▶ [Instruction]
Edit the entries starting with the line containing "For every instance of the blurred" and going on through the line containing "x=509 y=395", replacing "woman in black dress" with "woman in red dress" and leaving everything else unchanged. Give back only those lines.
— START OF Given records —
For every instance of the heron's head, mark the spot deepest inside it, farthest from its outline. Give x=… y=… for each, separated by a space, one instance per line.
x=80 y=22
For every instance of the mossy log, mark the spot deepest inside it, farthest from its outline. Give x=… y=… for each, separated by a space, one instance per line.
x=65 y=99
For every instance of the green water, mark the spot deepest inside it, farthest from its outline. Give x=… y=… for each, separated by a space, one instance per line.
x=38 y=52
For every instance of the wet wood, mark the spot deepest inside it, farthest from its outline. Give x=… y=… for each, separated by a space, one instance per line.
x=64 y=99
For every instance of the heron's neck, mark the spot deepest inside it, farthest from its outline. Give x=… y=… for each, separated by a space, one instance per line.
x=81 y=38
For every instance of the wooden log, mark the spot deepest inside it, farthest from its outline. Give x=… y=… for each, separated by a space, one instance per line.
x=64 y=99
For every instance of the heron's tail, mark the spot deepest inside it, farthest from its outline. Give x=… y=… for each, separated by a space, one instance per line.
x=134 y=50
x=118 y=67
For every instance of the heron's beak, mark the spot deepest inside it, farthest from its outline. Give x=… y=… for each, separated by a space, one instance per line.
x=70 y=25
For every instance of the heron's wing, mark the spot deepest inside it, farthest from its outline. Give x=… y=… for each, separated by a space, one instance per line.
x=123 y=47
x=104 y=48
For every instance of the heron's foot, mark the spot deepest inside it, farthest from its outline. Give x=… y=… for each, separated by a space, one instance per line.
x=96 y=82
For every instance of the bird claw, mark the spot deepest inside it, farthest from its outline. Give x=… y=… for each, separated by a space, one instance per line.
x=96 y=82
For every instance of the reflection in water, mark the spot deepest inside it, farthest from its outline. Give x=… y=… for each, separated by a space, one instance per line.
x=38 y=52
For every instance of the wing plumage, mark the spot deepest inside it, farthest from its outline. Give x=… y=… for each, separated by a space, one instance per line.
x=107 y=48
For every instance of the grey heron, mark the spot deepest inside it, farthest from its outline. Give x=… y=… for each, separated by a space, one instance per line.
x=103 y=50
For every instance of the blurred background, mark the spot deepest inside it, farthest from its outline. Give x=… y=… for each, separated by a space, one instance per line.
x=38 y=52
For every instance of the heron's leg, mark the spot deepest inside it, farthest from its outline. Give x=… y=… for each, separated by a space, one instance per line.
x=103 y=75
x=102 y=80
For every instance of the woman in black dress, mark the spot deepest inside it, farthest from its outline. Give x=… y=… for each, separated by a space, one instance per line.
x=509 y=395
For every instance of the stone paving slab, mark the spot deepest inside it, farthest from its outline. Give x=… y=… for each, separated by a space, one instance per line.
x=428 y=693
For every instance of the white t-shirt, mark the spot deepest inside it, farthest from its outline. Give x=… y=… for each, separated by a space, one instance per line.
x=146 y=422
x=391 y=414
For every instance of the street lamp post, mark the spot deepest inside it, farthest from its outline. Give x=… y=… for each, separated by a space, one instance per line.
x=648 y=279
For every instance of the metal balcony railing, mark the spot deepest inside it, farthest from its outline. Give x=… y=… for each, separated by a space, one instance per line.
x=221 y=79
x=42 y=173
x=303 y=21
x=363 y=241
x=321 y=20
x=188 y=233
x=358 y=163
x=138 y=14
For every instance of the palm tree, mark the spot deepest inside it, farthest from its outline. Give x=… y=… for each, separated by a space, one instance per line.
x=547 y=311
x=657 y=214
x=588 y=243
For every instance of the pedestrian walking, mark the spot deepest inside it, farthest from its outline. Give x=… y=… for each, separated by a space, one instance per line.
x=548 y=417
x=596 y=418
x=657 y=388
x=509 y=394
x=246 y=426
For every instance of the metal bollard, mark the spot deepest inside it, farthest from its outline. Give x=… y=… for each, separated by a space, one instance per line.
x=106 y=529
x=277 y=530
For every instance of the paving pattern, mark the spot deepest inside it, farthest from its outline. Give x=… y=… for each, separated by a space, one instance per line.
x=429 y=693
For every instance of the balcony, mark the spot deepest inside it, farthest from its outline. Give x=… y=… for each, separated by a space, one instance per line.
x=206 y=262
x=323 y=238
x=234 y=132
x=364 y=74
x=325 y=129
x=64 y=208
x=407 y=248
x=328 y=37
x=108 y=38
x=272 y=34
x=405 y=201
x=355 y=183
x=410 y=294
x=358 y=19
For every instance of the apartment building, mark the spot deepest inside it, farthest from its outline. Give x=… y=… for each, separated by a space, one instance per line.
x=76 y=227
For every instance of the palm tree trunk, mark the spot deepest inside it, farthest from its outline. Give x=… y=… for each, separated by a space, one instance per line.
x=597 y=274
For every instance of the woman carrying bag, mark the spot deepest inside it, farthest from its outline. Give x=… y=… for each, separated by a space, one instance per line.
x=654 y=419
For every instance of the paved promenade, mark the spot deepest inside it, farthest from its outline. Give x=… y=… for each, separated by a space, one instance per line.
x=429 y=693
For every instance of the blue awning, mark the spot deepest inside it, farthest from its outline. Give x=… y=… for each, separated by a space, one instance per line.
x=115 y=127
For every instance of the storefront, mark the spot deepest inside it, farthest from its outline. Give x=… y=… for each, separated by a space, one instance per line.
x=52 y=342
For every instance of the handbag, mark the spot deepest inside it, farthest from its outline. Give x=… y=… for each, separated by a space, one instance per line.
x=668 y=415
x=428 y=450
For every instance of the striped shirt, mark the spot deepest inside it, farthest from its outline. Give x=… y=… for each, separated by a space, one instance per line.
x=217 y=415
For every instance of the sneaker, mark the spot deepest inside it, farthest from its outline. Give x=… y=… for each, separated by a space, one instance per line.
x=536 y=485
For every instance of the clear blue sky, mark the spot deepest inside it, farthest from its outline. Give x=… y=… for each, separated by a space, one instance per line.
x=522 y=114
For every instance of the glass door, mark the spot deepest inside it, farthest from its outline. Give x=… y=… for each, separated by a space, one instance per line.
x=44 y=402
— END OF Given records —
— START OF Given records —
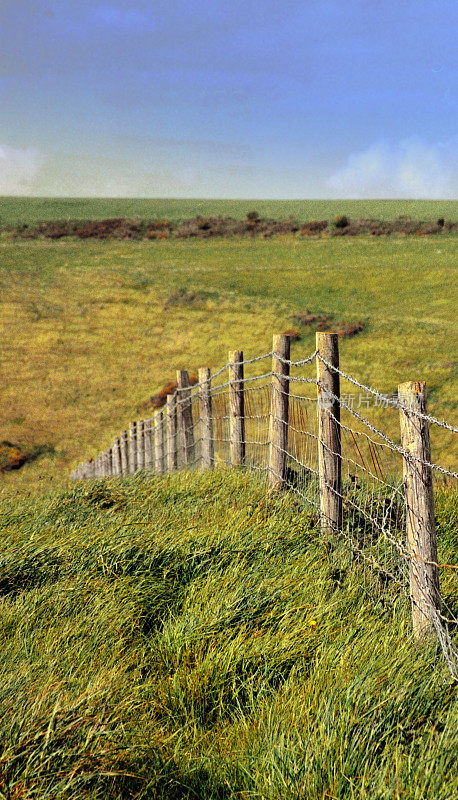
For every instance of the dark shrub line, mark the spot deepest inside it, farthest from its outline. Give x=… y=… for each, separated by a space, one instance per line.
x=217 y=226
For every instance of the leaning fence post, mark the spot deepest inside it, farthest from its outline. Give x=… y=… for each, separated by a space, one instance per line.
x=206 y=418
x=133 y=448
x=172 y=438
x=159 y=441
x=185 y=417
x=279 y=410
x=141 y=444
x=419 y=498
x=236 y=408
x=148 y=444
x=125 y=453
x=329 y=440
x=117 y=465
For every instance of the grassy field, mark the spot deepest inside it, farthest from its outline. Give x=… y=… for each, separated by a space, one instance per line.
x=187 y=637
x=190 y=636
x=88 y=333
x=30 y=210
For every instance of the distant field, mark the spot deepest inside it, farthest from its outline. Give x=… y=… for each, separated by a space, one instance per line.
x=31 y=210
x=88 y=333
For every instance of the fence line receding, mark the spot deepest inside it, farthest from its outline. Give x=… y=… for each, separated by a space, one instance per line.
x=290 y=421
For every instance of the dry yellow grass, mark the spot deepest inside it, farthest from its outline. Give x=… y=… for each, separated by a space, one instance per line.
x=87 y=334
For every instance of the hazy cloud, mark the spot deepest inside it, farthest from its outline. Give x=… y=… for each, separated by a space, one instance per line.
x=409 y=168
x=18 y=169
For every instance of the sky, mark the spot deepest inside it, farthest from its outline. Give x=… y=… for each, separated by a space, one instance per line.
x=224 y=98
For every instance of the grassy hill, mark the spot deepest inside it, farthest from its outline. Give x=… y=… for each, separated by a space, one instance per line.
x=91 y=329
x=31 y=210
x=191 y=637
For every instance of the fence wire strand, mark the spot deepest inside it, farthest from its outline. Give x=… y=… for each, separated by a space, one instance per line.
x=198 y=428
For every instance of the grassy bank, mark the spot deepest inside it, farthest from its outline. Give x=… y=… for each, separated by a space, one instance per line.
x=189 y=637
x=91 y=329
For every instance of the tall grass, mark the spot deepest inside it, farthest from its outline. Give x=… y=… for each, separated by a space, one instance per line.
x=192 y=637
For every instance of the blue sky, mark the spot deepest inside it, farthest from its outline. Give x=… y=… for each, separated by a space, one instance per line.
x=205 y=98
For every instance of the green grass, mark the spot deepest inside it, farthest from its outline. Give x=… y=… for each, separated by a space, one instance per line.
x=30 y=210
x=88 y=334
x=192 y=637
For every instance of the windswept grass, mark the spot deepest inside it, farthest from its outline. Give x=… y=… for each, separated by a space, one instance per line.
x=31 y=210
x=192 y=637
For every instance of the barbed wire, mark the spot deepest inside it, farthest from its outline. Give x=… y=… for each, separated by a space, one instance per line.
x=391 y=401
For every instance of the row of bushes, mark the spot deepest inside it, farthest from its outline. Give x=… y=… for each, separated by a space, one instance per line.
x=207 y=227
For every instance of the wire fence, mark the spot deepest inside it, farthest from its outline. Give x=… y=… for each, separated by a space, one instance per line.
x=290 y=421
— END OF Given records —
— START OF Given records —
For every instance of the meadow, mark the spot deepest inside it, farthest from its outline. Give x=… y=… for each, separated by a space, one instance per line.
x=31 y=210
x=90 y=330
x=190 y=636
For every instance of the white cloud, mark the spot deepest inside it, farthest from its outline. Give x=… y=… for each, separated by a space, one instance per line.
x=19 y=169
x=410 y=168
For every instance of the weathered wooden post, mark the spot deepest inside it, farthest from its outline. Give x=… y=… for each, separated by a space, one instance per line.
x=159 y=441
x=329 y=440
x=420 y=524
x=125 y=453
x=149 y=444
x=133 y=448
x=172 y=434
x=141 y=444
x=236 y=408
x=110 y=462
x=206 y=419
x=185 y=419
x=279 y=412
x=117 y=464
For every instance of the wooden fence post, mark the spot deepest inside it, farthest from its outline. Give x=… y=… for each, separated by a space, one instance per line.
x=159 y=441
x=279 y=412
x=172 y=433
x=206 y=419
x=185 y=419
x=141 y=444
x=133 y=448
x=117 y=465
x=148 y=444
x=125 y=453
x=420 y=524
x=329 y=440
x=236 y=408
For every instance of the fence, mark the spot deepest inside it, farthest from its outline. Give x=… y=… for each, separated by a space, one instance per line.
— END OF Given records —
▶ [Exercise output]
For every instance of the blurred background, mark the spot deepest inside it, farthest from its outline. Give x=… y=… for each, separated by a space, one instance per line.
x=38 y=52
For every instance of the heron's leg, mark the spot deepest inside it, farthest from its outline. Give x=… y=… for each, separated by a space, one instance per line.
x=103 y=75
x=102 y=80
For every instance of the woman in red dress, mark the spot deepest inside it, farthest from its outline. Give x=… y=… for each, separated by a space, one instance per line.
x=509 y=395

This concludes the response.